Unlock a world of possibilities! Login now and discover the exclusive benefits awaiting you.
I was able to read the text of PDFs using the Apache library pdfbox, pdfbox-app-2.0.25.jar
I used the tLibraryLoad component to load the jar.
Then used a tJava component to read the file
tJava Code:
/*
File file = new File("/opt/sample.pdf");
PDDocument document = PDDocument.load(file);
PDFTextStripper pdfStripper = new PDFTextStripper();
String text = pdfStripper.getText(document);
System.out.println("Text:" + text);
document.close();
*/
PDDocument document = PDDocument.load(new File("/opt/pdf.pdf"));
if (!document.isEncrypted()) {
PDFTextStripper stripper = new PDFTextStripper();
String text = stripper.getText(document);
System.out.println("Text:" + text);
}
document.close();
tJava Advanced Settings:
import java.io.File;
import org.apache.pdfbox.pdmodel.PDDocument;
import org.apache.pdfbox.text.PDFTextStripper;
import org.apache.pdfbox.text.PDFTextStripperByArea;
Hello,
Thanks for sharing this solution with us on community.

→ **DATASET EXCERPT**
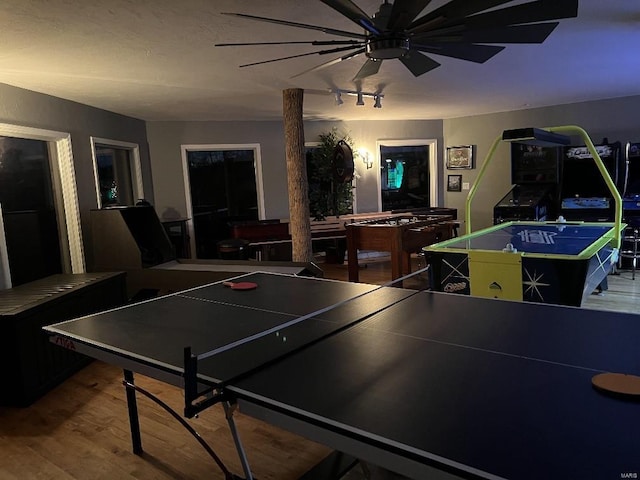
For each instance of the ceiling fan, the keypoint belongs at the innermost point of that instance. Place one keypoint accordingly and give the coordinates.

→ **PROBLEMS**
A: In the forum thread on reading PDF text with pdfbox, what was the tLibraryLoad component used for? Answer in one to three sentences.
B: Continue the forum thread on reading PDF text with pdfbox from its last line.

→ **ANSWERS FOR THE EXERCISE**
A: The tLibraryLoad component was used to load the Apache pdfbox jar, pdfbox-app-2.0.25.jar. With that library loaded, a tJava component could then read the text of the PDF file.

B:
Best regards
Sabrina
I have used exact steps but unable to get it going
Exception in thread "main" java.lang.NoClassDefFoundError: org/apache/commons/logging/LogFactory
at org.apache.pdfbox.pdmodel.PDDocument.<clinit>(PDDocument.java:98)
at local_project.test_0_1.test.tJava_1Process(test.java:501)
at local_project.test_0_1.test.tLibraryLoad_1Process(test.java:415)
at local_project.test_0_1.test.runJobInTOS(test.java:804)
at local_project.test_0_1.test.main(test.java:642)
Caused by: java.lang.ClassNotFoundException: org.apache.commons.logging.LogFactory
at java.base/jdk.internal.loader.BuiltinClassLoader.loadClass(BuiltinClassLoader.java:581)
at java.base/jdk.internal.loader.ClassLoaders$AppClassLoader.loadClass(ClassLoaders.java:178)
at java.base/java.lang.ClassLoader.loadClass(ClassLoader.java:521)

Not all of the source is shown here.